**Sua tarefa:**
Responda de acordo com o texto sobre a Lei de Drogas:
1. Segundo o texto, a quem beneficia a amenização na aplicação da Lei de Drogas?
2. Quais classes aparecem hoje como as maiores consumidoras de drogas?
3. Que nome recebe a ciência que trata do controle social?

Apesar da amenização quanto a aplicação da Lei de Drogas, cabe levantar uma discussão referente ao objetivo que essa forma de atenuar teve quando proposta pelo legislador, haja vista que beneficia apenas aos usuários de drogas, mantendo a repressão total quanto ao tráfico das mesmas.
Essa realidade traz à baila um aspecto muito importante, mencionado anteriormente, que diz respeito a quem eram os usuários e traficantes nas décadas passadas, quando o negro e escravo que eram os usuários e a classe média que possuía o domínio das vendas; atualmente, o quadro se inverte e as classes média e alta apresentam-se como as maiores consumidoras de drogas e a classe menos favorecida como a detentora do tráfico de drogas.
Essa nova relação de consumidor do mercado de drogas permite afirmar que o proibicionismo, hoje existente, em torno das drogas configura-se como uma manobra política para reafirmar a sociedade estratificada e cada vez mais capitalista, encaixando a esfera criminal como a detentora da responsabilidade por essa subdivisão da nossa sociedade.
Assim, no que diz respeito a esse fenômeno, existe uma ciência específica que vai tratar exatamente acerca dessa temática do controle social, ciência esta que oferece grande utilidade para o direito penal e para a política penal de qualquer país que queira atuar racionalmente sobre esse aspecto.
Essa ciência é denominada criminologia, e por ela entende-se que “Criminologia é a disciplina que estuda a questão criminal do ponto de vista biopsicossocial, ou seja, integra-se com as ciências da conduta aplicadas às condutas criminais.” (ZAFFARONI; PIERANGELI, 2001, p. 157).

(Entradas do conjunto de dados)
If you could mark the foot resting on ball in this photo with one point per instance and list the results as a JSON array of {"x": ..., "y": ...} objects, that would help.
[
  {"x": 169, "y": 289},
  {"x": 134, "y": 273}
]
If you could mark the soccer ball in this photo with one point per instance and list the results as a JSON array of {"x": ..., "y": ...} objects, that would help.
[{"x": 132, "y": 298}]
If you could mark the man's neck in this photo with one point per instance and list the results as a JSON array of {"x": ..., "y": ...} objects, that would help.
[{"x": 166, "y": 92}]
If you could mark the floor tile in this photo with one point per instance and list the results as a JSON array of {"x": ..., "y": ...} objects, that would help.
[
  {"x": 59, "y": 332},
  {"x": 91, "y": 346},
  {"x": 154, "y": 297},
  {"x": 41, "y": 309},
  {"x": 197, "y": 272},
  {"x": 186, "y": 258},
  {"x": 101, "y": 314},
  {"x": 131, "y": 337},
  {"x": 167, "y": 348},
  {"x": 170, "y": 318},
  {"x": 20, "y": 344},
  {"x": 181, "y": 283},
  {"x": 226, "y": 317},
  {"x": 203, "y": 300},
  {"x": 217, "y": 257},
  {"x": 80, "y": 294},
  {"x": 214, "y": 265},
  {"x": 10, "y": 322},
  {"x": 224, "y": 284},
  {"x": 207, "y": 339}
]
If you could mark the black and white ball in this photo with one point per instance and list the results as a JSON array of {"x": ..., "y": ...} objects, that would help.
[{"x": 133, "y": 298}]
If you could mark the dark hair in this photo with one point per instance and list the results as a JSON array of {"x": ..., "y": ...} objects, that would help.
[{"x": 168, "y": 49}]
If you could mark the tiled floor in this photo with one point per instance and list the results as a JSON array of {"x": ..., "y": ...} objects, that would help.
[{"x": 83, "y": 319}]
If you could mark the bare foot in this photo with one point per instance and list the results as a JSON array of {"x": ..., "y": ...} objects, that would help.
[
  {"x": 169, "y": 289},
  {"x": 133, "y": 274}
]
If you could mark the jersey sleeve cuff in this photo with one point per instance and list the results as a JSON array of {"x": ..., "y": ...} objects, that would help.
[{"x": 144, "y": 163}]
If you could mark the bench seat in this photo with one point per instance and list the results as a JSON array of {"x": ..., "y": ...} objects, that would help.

**Resposta:**
1. Apenas aos usuários de drogas.
2. As classes média e alta.
3. Criminologia.